LESETEXT
>>>>

Aufgaben zur Finanzierung sind oft vielfältige Klausurfallstudien, denn das Finanzierungsportfolio läßt Raum für abwechslungsreiche Prüfungsgestaltungen. Sie setzen nicht nur bilanzielle Kenntnisse voraus, sondern auch Hintergrundwissen zur Jahresabschlußanalyse und zur Rechtsformenlehre. Der Dozent muß diese Themen also vor dem Finanzierungsthema vermittelt haben; dann aber kann der Aufgabenersteller vielseitige Fragestellungen entwickeln, die facettenreiche Prüfungen gestatten. Schauen wir uns mal ein einfaches Beispiel an:
Elektriker Nord oHG | |||||||||||||
Aktiva | Passiva | ||||||||||||
A | Anlagevermögen | 250.000 EUR | A | Eigenkapital | |||||||||
B | Umlaufvermögen | 1. | Kapitalkonto Arnold | 80.000 EUR | |||||||||
1. | Vorräte | 5.000 EUR | 2. | Kapitalkonto Becker | 80.000 EUR | ||||||||
2. | Forderungen, sonst. Verm. | 35.000 EUR | B | Verbindlichkeiten | |||||||||
3. | Kasse, Bankguthaben | 30.000 EUR | 1. | langfristige Verb. | 100.000 EUR | ||||||||
2. | kurzfristige Verb. | 60.000 EUR | |||||||||||
– davon aus Steuern | 15.000 EUR | ||||||||||||
– davon aus Sozialversich. | 20.000 EUR | ||||||||||||
320.000 EUR | 320.000 EUR |
Zunächst soll der Klausuteilnehmer begründen, warum sich das Unternehmen in einer Notlage befindet, und Mittel zur Lösung der Krise vorschlagen. Elementare Kenntnisse in Bilanzanalyse werden hier abgefragt.

<<<<

SCHRIFTLICHE AUFGABEN
a. Welches Hintergrundwissen setzen Aufgaben zur Finanzierung laut Lesetext neben bilanziellen Kenntnissen voraus?
b. Welche einzeln bezifferten Posten führt die Bilanz im Lesetext auf der Aktivseite auf, jeweils mit Betrag?

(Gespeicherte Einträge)
>>>>

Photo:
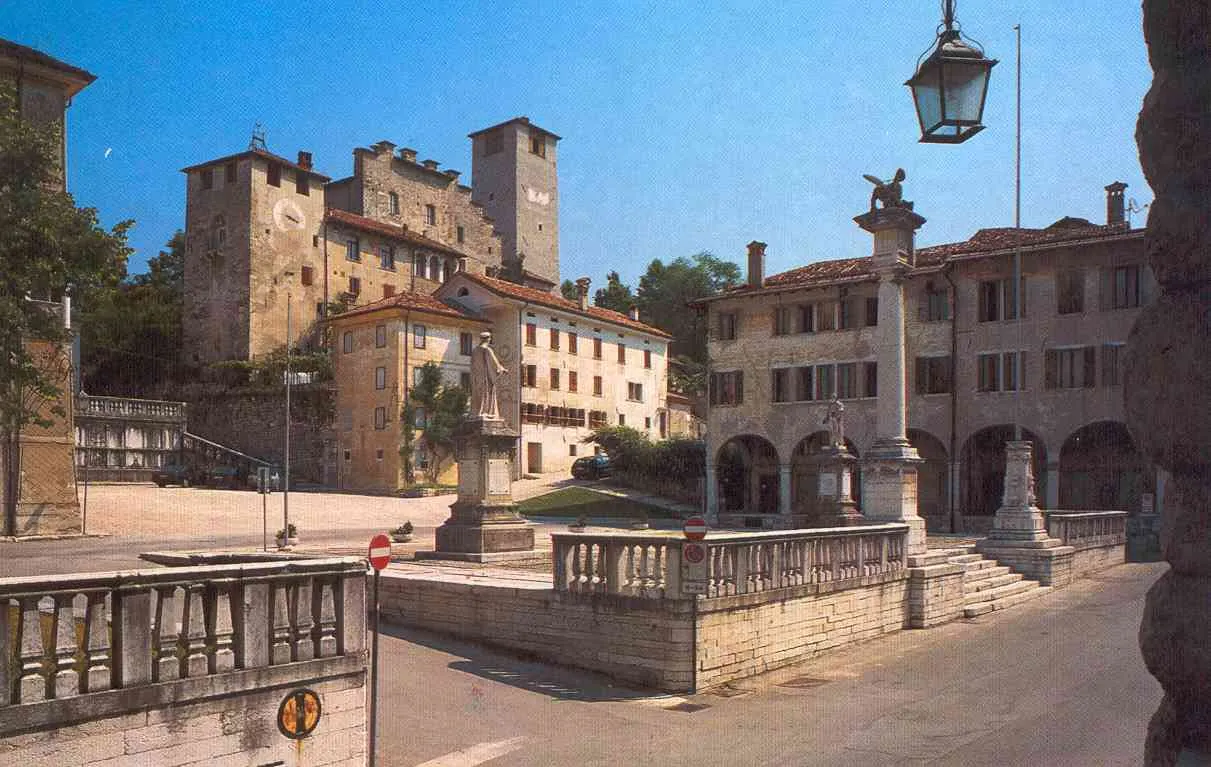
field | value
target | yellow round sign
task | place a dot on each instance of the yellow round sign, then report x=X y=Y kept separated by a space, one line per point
x=298 y=714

<<<<

LÖSUNGEN ZUR ÜBUNG
a. Hintergrundwissen zur Jahresabschlußanalyse und zur Rechtsformenlehre.

b.
- Anlagevermögen: 250.000 EUR
- Vorräte: 5.000 EUR
- Forderungen, sonst. Verm.: 35.000 EUR
- Kasse, Bankguthaben: 30.000 EUR